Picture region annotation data
⟨

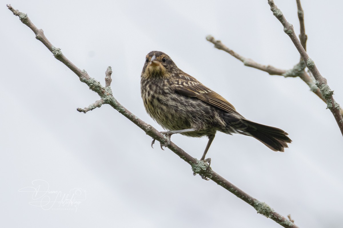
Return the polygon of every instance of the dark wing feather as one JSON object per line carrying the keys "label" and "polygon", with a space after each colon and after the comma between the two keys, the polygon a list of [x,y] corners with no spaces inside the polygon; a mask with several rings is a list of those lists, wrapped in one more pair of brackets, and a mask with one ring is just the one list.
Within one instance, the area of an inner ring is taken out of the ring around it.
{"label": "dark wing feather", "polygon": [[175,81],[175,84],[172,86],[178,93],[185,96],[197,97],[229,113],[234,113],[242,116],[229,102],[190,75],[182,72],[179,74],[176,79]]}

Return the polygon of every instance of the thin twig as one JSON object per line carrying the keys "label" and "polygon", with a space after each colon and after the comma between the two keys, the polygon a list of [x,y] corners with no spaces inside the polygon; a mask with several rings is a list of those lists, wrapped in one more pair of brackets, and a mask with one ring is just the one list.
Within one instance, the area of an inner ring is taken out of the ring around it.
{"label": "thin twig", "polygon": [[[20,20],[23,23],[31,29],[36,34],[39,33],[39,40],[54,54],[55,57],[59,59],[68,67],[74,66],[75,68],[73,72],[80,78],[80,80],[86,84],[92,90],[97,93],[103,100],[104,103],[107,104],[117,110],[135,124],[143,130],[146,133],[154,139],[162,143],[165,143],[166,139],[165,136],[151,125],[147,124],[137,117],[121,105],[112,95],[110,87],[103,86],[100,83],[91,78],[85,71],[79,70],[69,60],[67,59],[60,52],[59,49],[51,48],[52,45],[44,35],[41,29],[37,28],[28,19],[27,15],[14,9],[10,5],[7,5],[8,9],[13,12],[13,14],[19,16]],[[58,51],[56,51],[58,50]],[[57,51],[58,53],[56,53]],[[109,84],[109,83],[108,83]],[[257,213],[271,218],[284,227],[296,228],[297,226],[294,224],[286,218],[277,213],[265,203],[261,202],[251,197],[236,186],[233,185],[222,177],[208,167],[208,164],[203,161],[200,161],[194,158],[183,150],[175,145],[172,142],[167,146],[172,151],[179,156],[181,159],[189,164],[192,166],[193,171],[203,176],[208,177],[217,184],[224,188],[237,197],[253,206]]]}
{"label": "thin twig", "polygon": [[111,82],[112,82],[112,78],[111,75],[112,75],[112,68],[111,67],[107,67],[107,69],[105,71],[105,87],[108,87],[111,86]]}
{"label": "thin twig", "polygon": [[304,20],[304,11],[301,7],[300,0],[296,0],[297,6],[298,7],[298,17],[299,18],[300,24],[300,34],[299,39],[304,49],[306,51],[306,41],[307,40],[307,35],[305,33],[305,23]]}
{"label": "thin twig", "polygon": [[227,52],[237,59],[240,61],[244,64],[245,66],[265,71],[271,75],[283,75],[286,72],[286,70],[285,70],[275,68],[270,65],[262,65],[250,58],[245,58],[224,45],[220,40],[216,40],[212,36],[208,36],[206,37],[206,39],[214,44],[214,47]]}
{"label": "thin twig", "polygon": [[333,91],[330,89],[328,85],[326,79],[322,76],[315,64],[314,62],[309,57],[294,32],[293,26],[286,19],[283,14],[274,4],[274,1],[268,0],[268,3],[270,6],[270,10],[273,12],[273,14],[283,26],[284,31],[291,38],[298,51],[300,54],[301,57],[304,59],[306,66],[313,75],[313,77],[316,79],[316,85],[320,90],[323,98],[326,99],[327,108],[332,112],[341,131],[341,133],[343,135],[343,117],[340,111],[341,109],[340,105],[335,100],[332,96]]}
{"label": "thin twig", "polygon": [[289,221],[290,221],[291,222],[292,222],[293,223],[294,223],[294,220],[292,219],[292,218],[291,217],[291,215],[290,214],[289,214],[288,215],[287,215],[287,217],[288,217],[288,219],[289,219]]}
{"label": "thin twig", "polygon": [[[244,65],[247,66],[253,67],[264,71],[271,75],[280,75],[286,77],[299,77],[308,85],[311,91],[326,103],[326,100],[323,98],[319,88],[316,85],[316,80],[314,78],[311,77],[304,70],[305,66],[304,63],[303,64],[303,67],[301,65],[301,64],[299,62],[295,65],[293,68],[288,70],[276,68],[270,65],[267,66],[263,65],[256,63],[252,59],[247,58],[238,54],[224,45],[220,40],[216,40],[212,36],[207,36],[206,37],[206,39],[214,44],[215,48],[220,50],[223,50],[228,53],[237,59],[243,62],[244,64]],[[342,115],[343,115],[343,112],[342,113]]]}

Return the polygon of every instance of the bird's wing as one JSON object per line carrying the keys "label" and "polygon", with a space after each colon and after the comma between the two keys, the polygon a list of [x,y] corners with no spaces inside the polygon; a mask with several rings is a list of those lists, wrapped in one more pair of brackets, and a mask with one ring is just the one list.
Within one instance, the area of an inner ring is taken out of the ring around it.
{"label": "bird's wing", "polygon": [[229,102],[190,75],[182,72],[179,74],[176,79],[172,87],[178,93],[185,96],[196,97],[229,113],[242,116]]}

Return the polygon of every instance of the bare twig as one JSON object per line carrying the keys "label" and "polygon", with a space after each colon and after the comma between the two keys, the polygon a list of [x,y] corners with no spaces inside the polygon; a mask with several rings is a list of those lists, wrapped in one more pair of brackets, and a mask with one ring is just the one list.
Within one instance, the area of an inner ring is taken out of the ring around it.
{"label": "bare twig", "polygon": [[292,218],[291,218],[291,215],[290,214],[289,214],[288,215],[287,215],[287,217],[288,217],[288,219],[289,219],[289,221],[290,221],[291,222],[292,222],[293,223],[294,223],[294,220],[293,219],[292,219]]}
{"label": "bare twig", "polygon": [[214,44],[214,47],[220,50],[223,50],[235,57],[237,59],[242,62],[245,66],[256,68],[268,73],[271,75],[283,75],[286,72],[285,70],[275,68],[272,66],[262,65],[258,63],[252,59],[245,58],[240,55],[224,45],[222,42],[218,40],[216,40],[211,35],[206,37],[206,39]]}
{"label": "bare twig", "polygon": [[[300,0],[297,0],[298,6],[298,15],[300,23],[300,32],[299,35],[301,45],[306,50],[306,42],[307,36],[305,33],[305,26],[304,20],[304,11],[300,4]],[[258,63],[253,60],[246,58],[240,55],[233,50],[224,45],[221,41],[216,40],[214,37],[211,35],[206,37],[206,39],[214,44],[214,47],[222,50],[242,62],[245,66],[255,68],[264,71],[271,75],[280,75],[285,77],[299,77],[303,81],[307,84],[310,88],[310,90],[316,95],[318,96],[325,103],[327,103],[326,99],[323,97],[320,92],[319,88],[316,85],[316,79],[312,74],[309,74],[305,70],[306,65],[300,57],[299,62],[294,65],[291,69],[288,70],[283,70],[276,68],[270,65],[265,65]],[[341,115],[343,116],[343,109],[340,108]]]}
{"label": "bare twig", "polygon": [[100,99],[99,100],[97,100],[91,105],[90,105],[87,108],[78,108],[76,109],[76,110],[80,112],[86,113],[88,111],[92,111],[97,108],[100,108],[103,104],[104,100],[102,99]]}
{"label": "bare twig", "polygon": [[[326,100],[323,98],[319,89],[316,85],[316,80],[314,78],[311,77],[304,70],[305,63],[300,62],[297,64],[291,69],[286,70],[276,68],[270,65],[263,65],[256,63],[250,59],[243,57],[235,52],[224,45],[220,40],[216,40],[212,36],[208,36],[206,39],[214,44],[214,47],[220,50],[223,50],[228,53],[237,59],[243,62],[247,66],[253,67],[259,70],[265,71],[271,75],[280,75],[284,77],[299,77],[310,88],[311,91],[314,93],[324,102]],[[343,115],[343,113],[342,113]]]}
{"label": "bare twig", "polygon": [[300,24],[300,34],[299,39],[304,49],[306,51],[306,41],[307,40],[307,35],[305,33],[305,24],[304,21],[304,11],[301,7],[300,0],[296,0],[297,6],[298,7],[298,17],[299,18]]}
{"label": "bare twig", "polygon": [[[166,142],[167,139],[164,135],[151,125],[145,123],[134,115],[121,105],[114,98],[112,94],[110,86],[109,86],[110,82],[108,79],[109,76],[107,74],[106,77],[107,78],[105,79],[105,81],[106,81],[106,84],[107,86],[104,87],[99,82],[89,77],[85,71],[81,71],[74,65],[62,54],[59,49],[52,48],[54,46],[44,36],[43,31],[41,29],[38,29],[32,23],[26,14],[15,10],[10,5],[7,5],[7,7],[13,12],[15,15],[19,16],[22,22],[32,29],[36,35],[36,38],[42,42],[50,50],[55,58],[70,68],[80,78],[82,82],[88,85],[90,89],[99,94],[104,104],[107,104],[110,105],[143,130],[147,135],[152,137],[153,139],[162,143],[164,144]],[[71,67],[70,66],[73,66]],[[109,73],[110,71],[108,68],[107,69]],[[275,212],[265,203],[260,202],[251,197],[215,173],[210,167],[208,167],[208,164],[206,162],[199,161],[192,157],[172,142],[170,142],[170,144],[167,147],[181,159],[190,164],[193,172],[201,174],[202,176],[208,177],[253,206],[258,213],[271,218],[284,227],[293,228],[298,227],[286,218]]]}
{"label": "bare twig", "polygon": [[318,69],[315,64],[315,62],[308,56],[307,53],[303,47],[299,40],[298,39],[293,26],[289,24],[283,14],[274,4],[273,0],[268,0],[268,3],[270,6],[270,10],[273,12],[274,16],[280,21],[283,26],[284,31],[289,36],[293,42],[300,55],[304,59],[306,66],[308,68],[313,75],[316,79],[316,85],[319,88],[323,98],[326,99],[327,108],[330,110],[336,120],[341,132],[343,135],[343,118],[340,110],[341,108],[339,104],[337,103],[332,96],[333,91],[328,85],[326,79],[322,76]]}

⟩

:: Brief ::
Count the lines above that contain the string "feather", and reply with only that number.

:: Task result ::
2